The records below are to be copied exactly, with every picture left out.
============
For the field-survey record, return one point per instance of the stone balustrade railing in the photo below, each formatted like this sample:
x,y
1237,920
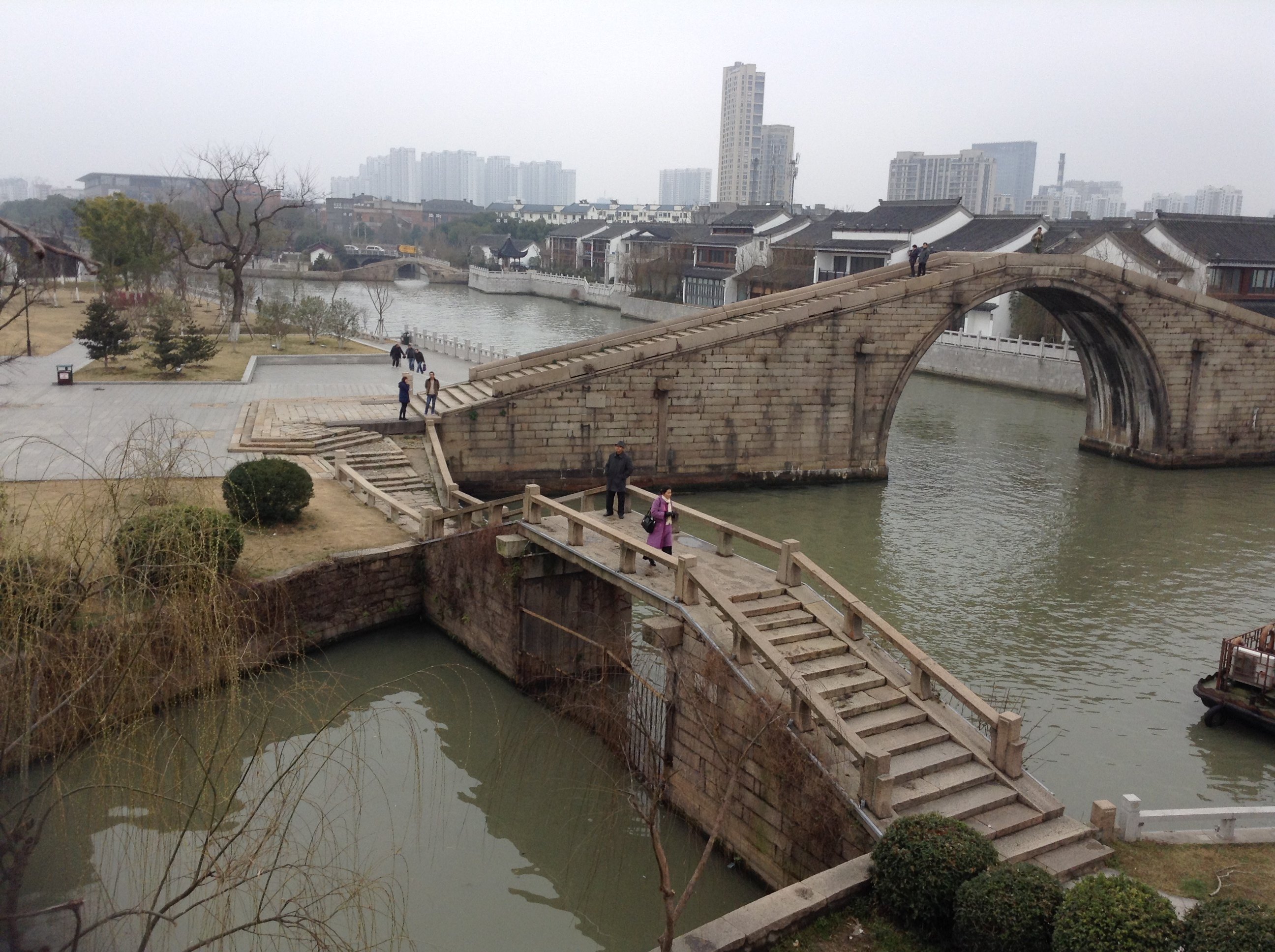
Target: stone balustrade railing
x,y
1011,346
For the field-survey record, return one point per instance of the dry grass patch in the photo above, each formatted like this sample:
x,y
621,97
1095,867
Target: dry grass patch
x,y
229,363
1194,869
333,522
51,328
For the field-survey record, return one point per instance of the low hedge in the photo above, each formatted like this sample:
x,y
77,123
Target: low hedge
x,y
178,544
1115,914
1229,925
267,491
1007,909
921,863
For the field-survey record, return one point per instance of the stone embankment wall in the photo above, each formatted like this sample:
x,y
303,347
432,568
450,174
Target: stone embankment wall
x,y
1017,371
565,289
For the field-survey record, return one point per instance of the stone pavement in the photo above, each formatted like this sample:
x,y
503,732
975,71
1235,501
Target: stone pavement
x,y
48,430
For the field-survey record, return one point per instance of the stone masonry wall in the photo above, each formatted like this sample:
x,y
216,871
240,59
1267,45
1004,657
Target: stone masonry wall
x,y
1175,379
789,819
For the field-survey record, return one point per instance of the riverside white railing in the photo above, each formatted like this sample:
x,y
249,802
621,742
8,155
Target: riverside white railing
x,y
1219,824
1011,346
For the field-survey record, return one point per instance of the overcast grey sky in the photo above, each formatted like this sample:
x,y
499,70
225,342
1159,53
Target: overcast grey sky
x,y
1162,96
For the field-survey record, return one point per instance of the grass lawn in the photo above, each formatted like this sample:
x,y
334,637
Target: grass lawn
x,y
333,522
227,365
51,328
1192,871
856,928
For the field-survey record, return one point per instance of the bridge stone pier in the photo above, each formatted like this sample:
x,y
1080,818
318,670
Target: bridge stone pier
x,y
804,385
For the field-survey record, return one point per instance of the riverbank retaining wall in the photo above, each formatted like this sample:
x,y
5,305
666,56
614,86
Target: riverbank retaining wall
x,y
1042,375
567,289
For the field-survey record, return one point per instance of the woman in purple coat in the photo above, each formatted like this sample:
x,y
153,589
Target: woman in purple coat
x,y
662,511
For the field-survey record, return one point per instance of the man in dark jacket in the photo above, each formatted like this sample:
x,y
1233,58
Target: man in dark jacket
x,y
620,467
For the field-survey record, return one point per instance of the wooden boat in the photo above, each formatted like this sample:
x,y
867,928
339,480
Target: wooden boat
x,y
1244,686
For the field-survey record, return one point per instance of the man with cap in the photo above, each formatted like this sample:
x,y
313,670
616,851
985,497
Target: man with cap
x,y
620,467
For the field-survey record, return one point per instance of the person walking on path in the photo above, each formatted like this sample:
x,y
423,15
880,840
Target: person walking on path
x,y
431,393
620,467
664,513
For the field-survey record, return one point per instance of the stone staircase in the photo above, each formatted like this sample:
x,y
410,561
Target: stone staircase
x,y
384,464
503,378
933,770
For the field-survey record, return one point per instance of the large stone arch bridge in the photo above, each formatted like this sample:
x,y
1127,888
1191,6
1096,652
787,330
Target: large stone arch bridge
x,y
804,385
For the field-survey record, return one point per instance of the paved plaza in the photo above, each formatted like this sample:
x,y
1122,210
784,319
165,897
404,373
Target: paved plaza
x,y
48,430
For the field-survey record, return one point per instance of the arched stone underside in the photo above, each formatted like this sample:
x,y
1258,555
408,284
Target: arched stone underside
x,y
804,385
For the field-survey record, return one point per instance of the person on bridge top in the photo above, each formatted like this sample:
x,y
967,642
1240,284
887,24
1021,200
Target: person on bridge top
============
EXERCISE SOLUTION ->
For the field-survey record, return one point per instance of the stone balustrade railing in the photo below, each formatted like this sample:
x,y
1237,920
Target: stone balustrade railing
x,y
1011,346
For the field-survey record, return one point per instance of the dry grass patch in the photo above, each formatted like this sample:
x,y
621,97
1095,867
Target: dry grass patch
x,y
229,363
1194,869
333,522
51,328
For the field-survey record, return one point per instance of the low hedge in the photo above, each formatted like this sample:
x,y
77,123
Target: low hedge
x,y
178,544
1115,914
1229,925
267,491
1007,909
921,863
For the field-survey record, return one point per instance of the stone embankment wall in the photo above, each formatted like this sample:
x,y
303,347
432,568
450,174
Target: stone embankment wall
x,y
1017,371
565,289
For the field-survey record, return one point per instance of the stone pavement in the photo above, each formatted like this sample:
x,y
503,732
975,71
1235,501
Target: stone pavement
x,y
48,430
For the field-survey record, return one point per instance of the stone masonry wall in the photo above, each formatted like this sample:
x,y
216,871
240,59
1267,45
1004,657
Target: stone masonry wall
x,y
1175,379
789,819
For the field-survey record, return one point per instance of the riverside white railing in the photo above, each formatted like this sample:
x,y
249,802
621,742
8,155
Target: riverside white railing
x,y
1219,824
1011,346
For the field-survey record, return one point per instance of the overcast grey sky in the photo above, each formatted like this sample:
x,y
499,70
225,342
1159,53
Target: overcast grey sky
x,y
1162,96
For the field-survey record, return one point per instance of the grass lawn in the photo above, each formatted like this sample:
x,y
334,637
Target: grass lawn
x,y
333,522
227,365
51,328
1192,871
856,928
For the field-survey record, return one point per instance of the bridge stone pier in the photo above, each formatted like this sample:
x,y
1080,818
318,670
Target: bridge stone pier
x,y
804,385
For the field-survey record, return one point per instance of the riverbank retaining wall in the photo above, each formatted like this sample:
x,y
5,305
666,56
614,86
Target: riverbank retaining wall
x,y
1042,375
567,289
For the field-survey record, return one point per instance of the woman in purple coat in the photo above, each formatted like this sample:
x,y
153,589
Target: woman in purple coat
x,y
662,511
For the field-survey record, return one point per instance of the man in dark jacket in the photo above, each formatted like this sample:
x,y
1233,58
Target: man in dark jacket
x,y
620,467
For the field-survey record, return one point per instance of the wooden boat in the photo above, each formatted like this sample:
x,y
867,928
339,480
Target: wooden boat
x,y
1244,686
For the field-survey record, return one point per instance of the man with cap in the photo above, each formatted like this sample:
x,y
313,670
616,851
985,497
Target: man with cap
x,y
620,467
For the field-survey record, return one point per instance of the person walking on path in the photo above, each formatted like this sample:
x,y
423,15
880,840
Target: person walking on path
x,y
431,393
620,467
664,513
For the field-survey record, return one point per instance of the stone staircase in the photo above, each formatted like this sample:
x,y
410,561
Target: stone staircase
x,y
384,464
503,378
933,770
For the field-survey record, return one point per instance of the large stone arch bridge in the photo above, each formatted like this sample:
x,y
1127,888
1191,6
1096,652
787,330
Target: large stone arch bridge
x,y
804,385
For the field-survey record, return one point per instance of the paved plaza in the photo above, each formatted like this sample:
x,y
1122,210
784,319
165,897
404,373
Target: paved plaza
x,y
48,430
For the field-survey record, return one point per instance of the arched stone underside in the photo above, each formatted like this sample:
x,y
1258,555
408,284
Target: arched stone underside
x,y
804,385
For the field-survey record, return one point per instance of the person on bridge top in the photo above, each formatted like this sample:
x,y
967,642
1240,284
887,24
1021,200
Target: person on bridge top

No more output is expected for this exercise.